Problem 1:
From the abstract on alcoholic liver cirrhosis, reproduce everything from "OBJECTIVES: The aim of" down to "Central-European university hospital.".
Problem 2:
In the abstract on alcoholic liver cirrhosis, what Child-Pugh grades were the patients with alcohol-related cirrhosis classified as?

Document text:
Alcoholic liver cirrhosis increases the risk of left ventricular diastolic dysfunction.

OBJECTIVES: The aim of this study was to prove that the incidence of the more unusual and largely under-researched cardiac dysfunction, i.e. diastolic, is more frequent in patients with alcoholic cirrhosis. Comparison of the incidence of left ventricular diastolic dysfunction in medical-ward patients with no prior history of cardiovascular disease to that of the patients with hepatic cirrhosis caused by alcohol abuse was carried out. The study is original from the point of view of examination of patients with cirrhosis of solely alcoholic aetiology in one Central-European university hospital.

METHODS: Three methods of echocardiographic examination were used: (i) pulse Doppler echocardiography to assess blood flow through the mitral valve and in the pulmonary veins, (ii) tissue Doppler imaging (TDI) to assess mitral annular motion, and (iii) colour M-mode Doppler echocardiography to assess blood flow from the left atrium into the left ventricle.

RESULTS: The results found confirmed that the incidence of left ventricular diastolic dysfunction in patients with alcohol-related liver cirrhosis, classified as Child-Pugh grade A and B, was significantly higher than in the controls without any prior liver disease. Furthermore, our research team has newly noticed how the severity of diastolic dysfunction affects the morbidity and mortality of patients undergoing such treatments as the transjugular intrahepatic portosystemic shunt (TIPS), liver transplantation and other surgical interventions resulting from different indications.

CONCLUSION: The high incidence of diastolic dysfunction in cirrhotic alcoholics should not be underestimated. Examination of diastolic dysfunction should be a standard procedure for making clinical decisions about these patients.

Supplied information:
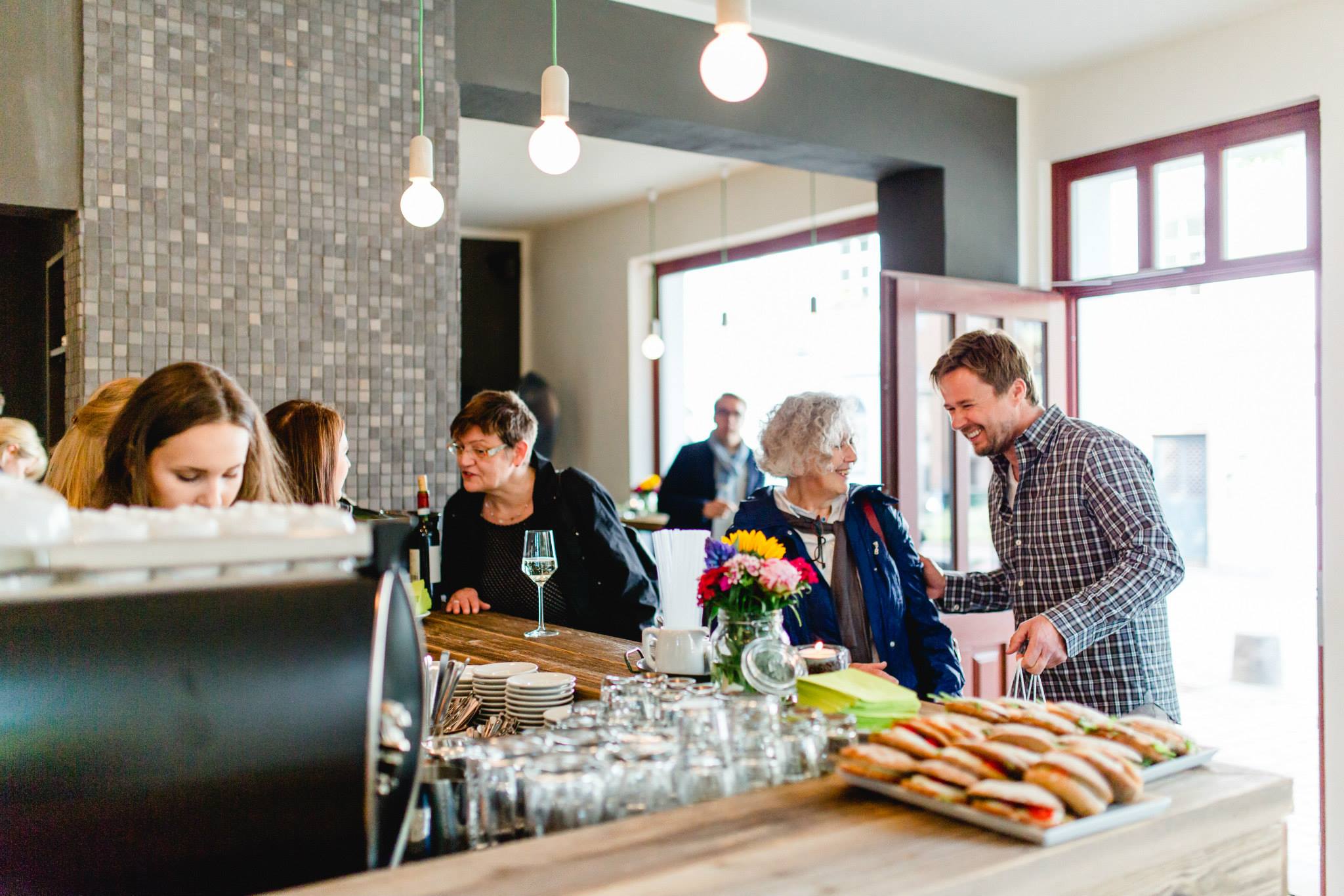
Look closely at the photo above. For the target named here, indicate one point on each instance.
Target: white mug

Your response 1:
OBJECTIVES: The aim of this study was to prove that the incidence of the more unusual and largely under-researched cardiac dysfunction, i.e. diastolic, is more frequent in patients with alcoholic cirrhosis. Comparison of the incidence of left ventricular diastolic dysfunction in medical-ward patients with no prior history of cardiovascular disease to that of the patients with hepatic cirrhosis caused by alcohol abuse was carried out. The study is original from the point of view of examination of patients with cirrhosis of solely alcoholic aetiology in one Central-European university hospital.

Your response 2:
Grades A and B.